▶ _Activity A_
According to the 2011 program outcomes text below, how many meals did SOME provide in total?
▶ _Activity B_
Continue the text on SOME's 2011 program outcomes from its last sentence.

Success by the Numbers
It's not just how many people we serve or how many meals or clothes we give out that is important. Even more vital are lives being changed. Our services guarantee that the poor and homeless who come through our doors have the opportunity to live meaningful lives with long-term sobriety, stable income, stable mental and physical health and long-term, affordable housing.
Listed below are our program outcomes for 2011. The numbers by themselves are not important but they represent hundreds of real people who are now enjoying independence in their lives. You can also read and hear some of these remarkable success stories on our website.
Dining Rooms for the Homeless
- SOME served 248,205 hot, nutritious meals to men, women and children in our Dining Rooms and provided another 141,215 meals to the residents of its programs for a total of 389,420 meals.
Clothing and Shower Rooms
- The Medical Clinic served an average of 28 ill, homeless individuals per day, with the staff providing 6,909 patient services.
- The Dental Clinic staff provided more than 7,113 procedures to poor and homeless women and men.
- Jordan House, a residence for men and women in a severe psychiatric crisis, served 197 persons. Seventy-one percent successfully completed the program.

▶ _The data_
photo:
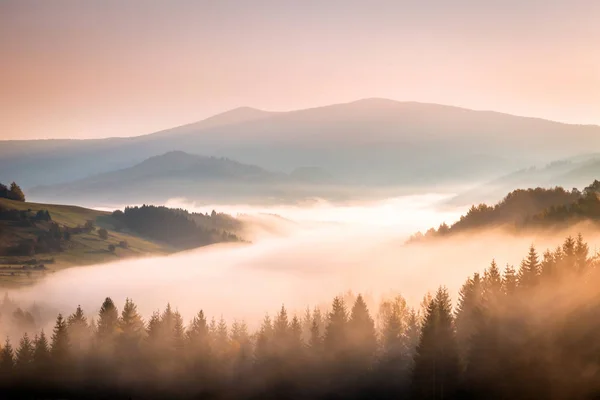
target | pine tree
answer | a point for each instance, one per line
(24, 358)
(15, 192)
(295, 335)
(336, 335)
(263, 349)
(132, 328)
(153, 329)
(392, 336)
(59, 350)
(470, 298)
(7, 360)
(315, 343)
(361, 332)
(436, 366)
(581, 254)
(306, 324)
(79, 331)
(548, 266)
(107, 325)
(492, 284)
(529, 271)
(569, 259)
(178, 333)
(509, 280)
(280, 332)
(198, 335)
(41, 352)
(412, 334)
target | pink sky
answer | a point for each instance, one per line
(112, 68)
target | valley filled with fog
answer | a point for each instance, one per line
(298, 256)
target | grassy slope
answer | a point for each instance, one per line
(84, 249)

▶ _Task answer A_
SOME provided a total of 389,420 meals.

▶ _Task answer B_
- Mary Claire House, a 90- to 180-day transitional housing program served 18 of the men and women who successfully completed their treatment at Jordan House. Seventy-five percent of Mary Claire House residents successfully transitioned to permanent, affordable housing.
- Isaiah House, a day socialization center, provided empowerment, support and care to 329 homeless adults with chronic mental illness. One hundred, fifty-eight additional individuals were served in 2011 than 2010. Eighty-eight percent remained successfully in the day program or transitioned to appropriate services.
- Kirwan House and Leland Place, our safe houses for those awaiting addiction treatment served 128 men and women. Seventy-six percent successfully transitioned to residential addiction treatment at Exodus House and Maya Angelou House in West Virginia.
- Exodus House, our 90-day residential addiction treatment program for men, served 68 individuals. Ninety-three percent successfully completed treatment. The national average is approximately 40%.
- Maya Angelou House, our 90-day residential addiction treatment program for women, served 58 individuals. Eighty-nine percent successfully completed treatment. The national average is approximately 40%.
- Leland Place, our 90-day transitional housing program for men, served 69 individuals. Sixty-nine percent successfully transitioned to long-term, affordable housing.
- Harvest House, our 90-day transitional housing program for women, served 43 individuals. Seventy-five percent successfully transitioned to long-term, affordable housing.
- Continuing Care Addiction Services provided over 210 days of service to 171 men and women continuing their long-term transition into the community.
Transitional Housing for Families
- Thea Bowman House, a two-year transitional housing program, served 17 homeless and extremely low-income families with 32 children.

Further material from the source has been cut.